GIVEN PASSAGE
——

UK Training and career development

Hi,

got twenty three years experience on the bench for a small retail
jewellers in the North West of England. I Have wasted a lot of time
and i am nowhere near as skilled as i should be. Having just woken
up to this fact i’m now trying to figure out the best way to put this
right. I have only basic setting ability,no laser experience,little
time spent working with platinum and my knowledge of gemstones is
not what it should be (must figure out a different way of wording
all that for my next cv.) Any advice on training, career development
etc would be much appreciated.

thanks, Steven

Look at the courses at the University in Birmingham, England. It is
an amazing facility, with a fabulous program, and terrific teachers.
I taught a workshop there a few years ago, and was very impressed.

Cynthia Eid

Hello Steven,

I love your honesty. I went for a job in the UK and they asked if I
had original designs in my head because I was Australian and I said
"nope". They hired me because they wrongly assumed my admission was
a sign of modestly and therefore class. I just didn’t care. You
would do well with a CV like that in the UK from what I have seen.

——

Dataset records

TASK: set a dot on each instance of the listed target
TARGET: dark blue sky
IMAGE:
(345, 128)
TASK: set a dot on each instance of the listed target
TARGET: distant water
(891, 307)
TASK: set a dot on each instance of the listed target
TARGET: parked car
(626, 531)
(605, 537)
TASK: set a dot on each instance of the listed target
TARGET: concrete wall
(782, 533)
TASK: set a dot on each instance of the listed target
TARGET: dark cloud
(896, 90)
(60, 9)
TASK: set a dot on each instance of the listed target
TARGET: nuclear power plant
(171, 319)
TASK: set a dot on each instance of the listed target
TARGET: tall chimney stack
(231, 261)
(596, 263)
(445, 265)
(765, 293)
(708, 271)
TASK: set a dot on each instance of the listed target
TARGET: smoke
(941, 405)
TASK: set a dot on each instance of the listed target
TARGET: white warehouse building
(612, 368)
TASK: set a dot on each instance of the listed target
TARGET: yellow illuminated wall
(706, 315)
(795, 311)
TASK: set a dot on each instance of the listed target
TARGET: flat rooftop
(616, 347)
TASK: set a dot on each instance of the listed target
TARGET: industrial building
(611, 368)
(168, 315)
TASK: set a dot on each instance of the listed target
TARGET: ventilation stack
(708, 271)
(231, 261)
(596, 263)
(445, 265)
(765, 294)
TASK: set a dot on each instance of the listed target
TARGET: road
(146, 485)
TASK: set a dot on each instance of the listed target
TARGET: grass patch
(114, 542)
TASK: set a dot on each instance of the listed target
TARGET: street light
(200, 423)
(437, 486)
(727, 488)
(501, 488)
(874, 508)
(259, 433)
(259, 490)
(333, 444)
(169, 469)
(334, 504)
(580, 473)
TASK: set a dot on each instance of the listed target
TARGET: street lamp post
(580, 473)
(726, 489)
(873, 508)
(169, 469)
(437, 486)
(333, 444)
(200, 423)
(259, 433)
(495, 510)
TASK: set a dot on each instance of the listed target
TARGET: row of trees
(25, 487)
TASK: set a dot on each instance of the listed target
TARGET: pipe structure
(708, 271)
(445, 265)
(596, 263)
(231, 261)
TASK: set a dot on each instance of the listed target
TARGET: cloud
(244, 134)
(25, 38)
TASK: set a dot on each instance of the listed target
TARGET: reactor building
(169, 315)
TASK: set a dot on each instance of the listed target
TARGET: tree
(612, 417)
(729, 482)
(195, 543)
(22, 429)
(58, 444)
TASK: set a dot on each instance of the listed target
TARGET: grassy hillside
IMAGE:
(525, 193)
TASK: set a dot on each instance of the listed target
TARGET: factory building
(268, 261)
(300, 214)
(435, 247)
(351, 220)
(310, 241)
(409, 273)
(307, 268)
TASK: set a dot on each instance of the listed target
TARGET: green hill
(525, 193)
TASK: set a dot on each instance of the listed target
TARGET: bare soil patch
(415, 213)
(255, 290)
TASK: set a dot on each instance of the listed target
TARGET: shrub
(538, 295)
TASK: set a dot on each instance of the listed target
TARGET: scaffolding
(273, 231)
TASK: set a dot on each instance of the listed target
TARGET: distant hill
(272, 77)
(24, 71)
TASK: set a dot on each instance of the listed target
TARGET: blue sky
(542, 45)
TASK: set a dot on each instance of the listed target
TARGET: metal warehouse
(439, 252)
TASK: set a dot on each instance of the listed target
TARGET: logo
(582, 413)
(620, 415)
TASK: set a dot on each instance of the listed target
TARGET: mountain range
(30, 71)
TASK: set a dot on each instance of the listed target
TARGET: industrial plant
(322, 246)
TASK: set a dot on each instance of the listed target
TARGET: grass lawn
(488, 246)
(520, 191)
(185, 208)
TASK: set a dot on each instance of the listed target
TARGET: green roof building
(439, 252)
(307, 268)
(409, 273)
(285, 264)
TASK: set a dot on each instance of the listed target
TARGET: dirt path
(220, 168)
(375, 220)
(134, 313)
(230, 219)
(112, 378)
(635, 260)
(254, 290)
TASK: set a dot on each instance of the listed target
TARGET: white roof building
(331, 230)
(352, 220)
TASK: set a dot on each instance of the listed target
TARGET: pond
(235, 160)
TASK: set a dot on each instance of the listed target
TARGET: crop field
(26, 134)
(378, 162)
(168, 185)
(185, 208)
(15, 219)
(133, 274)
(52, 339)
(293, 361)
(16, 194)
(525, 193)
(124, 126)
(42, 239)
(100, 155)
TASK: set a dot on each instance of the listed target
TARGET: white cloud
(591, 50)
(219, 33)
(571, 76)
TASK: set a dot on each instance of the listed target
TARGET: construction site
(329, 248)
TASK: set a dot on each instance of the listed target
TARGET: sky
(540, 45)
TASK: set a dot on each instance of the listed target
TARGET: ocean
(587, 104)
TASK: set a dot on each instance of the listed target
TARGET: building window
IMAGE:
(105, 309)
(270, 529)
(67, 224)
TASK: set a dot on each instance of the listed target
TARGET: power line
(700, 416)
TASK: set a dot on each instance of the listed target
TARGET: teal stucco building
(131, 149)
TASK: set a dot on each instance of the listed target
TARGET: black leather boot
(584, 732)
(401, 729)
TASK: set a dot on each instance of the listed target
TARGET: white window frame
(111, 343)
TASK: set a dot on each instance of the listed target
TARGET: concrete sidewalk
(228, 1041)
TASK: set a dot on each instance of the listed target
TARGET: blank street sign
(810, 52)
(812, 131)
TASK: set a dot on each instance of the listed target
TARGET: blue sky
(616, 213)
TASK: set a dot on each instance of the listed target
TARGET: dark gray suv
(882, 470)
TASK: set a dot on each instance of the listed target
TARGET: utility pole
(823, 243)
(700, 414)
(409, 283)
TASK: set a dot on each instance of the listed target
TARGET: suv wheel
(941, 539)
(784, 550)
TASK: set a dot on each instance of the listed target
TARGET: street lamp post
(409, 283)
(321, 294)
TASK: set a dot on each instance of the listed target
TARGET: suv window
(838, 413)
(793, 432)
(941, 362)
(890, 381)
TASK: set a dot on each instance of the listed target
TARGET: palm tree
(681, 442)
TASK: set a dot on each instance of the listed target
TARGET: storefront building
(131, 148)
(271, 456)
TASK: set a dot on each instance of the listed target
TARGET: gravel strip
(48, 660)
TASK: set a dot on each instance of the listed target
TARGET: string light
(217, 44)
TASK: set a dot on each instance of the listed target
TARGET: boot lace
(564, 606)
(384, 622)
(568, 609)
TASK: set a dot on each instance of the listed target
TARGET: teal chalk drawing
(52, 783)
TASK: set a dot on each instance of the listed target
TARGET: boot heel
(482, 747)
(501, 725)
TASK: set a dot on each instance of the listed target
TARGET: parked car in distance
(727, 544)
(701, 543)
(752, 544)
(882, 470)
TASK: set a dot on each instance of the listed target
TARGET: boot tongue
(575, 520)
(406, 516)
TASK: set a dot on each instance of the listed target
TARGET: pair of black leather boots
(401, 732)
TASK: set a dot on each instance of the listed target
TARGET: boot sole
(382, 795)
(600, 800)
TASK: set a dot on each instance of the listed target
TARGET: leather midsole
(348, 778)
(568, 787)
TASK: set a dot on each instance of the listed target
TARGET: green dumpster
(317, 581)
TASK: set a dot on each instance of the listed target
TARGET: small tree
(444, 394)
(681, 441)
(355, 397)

——

REQUIREMENT A
How many years of bench experience does Steven have, according to the jewelry career thread?
REQUIREMENT B
List every gap in his skills or knowledge that Steven names in the jewelry career thread.
REQUIREMENT C
Pick up the jewelry career thread after its final sentence and continue writing it.

EXERCISE RESULT A
Twenty-three years.

EXERCISE RESULT B
Only basic setting ability, no laser experience, little time spent working with platinum, and gemstone knowledge that is not what it should be.

EXERCISE RESULT C
You have holes in your knowledge. Read books, skip the parts you
know. No beginners course will help you, but enrol in something and
make contacts. You undoubtedly know more then you realise. Start
making pieces for yourself and explore your designing potential and
take on every challenge. Work on your weaknesses. Put a notice up at
a tool shop and take on work that you are not used to. Always be
honest.

Why do you doubt your ability? You can’t know everything. Use what
you have and follow the directions that interest you the most. All
will come to something if you have a plan.

Regards,
Phillip

Thanks to those of you who got in touch, Not sure if i was supposed
to e mail straight to your own e mail addresses or to Ganoksin as
some of you posted on the site and others mailed me direct.
(personally, i don’t care either way, i got a lot out of all your
messages.) Most of you mentioned working on my own ideas as a good
way forward and pushing myself to take on new challenges. The firm i
work for tends to aim itself at the traditional and/or latest trend
end of the market. The pieces i make don’t really fit in with this
(possibly because either they’re rubbish or i am actually an
undiscovered genius who won’t really be appreciated until five
hundred years after my death, try and guess which of these is true.)
Which is the best way to get your work to a wider audience? setting
up a website (has anyone got a decent amount of work through this
medium, trade or otherwise?) competitions, trade shows, market
stalls, leafleting, carrier pigeon?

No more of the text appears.